-- Required task 1 --
Reproduce verbatim the part of the post about rate-limited API workers that begins at the words "return data to" and ends after the words "through this pool.".

-- Reading passage --
We are building an application where we have a lot of import requests, which each spawn one or multiple processes, one per requested resource we want to import.
The concern of a resource-worker is:
get data from external API.
transform data into our internal data format.
return data to batch (which bundles all resources in a request together, before returning all of them at once to the requester).
The actual resources are requested from an external API. However, on a single API-account, you’re only allowed to do n API requests to the server per second, or do m queries every 15 minutes, etc.
What I was thinking, was to create a pool of n HTTP-client-workers, and have all resource-workers request data through this pool.
But here is the catch: What is the best way to communicate between the resource-workers and the pool?
Should all resource-workers try to open a pool-connection continuously? (i.e. a resource-worker loops until one can be established). This seems to result in an insane amount of message-passing in the application, as all resource-workers will send ‘can I be helped yet?’ messages all the time.

-- Exercise material --

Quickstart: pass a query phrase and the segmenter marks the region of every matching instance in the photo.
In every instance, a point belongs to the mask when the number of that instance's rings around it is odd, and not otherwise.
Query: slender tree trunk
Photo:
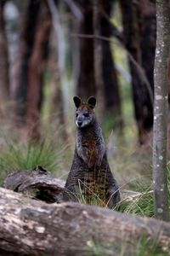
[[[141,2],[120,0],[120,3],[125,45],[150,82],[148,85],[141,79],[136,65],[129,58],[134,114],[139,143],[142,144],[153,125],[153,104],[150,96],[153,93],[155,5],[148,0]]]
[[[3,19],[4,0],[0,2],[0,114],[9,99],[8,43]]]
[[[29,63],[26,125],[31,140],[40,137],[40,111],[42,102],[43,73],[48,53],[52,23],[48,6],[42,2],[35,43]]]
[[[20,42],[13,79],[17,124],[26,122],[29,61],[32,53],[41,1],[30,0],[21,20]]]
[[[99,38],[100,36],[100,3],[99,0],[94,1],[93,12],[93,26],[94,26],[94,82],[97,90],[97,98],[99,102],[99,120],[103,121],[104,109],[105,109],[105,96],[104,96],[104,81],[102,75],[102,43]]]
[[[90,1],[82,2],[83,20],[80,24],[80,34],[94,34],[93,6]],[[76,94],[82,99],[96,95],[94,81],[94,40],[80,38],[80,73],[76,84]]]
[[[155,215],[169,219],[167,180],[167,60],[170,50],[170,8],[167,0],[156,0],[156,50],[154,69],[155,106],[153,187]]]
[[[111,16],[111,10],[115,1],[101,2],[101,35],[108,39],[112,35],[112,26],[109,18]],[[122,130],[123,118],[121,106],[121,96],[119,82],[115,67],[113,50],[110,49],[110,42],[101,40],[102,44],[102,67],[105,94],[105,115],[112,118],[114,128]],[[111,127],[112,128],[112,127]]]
--
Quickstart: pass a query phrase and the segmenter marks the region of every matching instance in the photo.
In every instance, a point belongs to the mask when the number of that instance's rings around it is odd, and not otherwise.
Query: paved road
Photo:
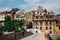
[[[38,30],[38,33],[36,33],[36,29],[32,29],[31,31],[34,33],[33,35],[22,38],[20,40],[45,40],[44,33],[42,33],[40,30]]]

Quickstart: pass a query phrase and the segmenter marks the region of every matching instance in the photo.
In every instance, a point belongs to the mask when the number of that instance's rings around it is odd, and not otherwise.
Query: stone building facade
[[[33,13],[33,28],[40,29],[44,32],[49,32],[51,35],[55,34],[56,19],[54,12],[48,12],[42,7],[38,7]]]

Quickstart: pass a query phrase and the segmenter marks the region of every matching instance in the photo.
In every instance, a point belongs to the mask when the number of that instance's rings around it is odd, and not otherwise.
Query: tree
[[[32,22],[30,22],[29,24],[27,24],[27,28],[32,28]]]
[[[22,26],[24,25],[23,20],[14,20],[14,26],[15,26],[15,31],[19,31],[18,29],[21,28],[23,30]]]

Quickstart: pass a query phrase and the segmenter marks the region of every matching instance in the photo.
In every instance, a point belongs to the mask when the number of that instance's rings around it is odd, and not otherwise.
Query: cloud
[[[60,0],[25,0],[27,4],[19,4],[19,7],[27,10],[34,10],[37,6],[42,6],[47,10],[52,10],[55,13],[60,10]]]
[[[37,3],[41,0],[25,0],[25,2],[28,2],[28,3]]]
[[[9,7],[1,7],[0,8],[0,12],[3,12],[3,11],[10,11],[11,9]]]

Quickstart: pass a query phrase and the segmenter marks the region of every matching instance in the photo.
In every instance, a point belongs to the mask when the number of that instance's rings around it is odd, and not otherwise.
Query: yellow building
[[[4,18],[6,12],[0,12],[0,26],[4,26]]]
...
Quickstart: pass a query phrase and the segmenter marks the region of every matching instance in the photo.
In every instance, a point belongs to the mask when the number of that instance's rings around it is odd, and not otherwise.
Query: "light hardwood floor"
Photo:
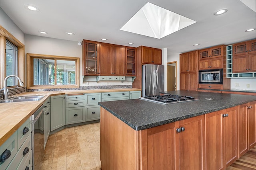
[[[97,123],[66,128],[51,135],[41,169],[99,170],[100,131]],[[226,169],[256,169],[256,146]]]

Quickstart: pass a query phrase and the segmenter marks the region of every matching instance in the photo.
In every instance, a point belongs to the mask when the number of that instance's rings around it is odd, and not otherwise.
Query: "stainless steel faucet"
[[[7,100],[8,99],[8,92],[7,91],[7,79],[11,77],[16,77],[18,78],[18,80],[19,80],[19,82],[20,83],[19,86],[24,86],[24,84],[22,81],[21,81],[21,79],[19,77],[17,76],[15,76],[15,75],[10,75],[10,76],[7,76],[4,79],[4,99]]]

-- Required task 2 --
Count the lines in the entries that contain the string "building", treating case as significant, and reply with the number alone.

-- Full answer 1 --
return data to batch (which bundles all resources in a request together, before returning all of them at once to the requester).
The actual resources are requested from an external API. However, on a single API-account, you’re only allowed to do n API requests to the server per second, or do m queries every 15 minutes, etc.
What I was thinking, was to create a pool of n HTTP-client-workers, and have all resource-workers request data through this pool.

-- Full answer 2 --
2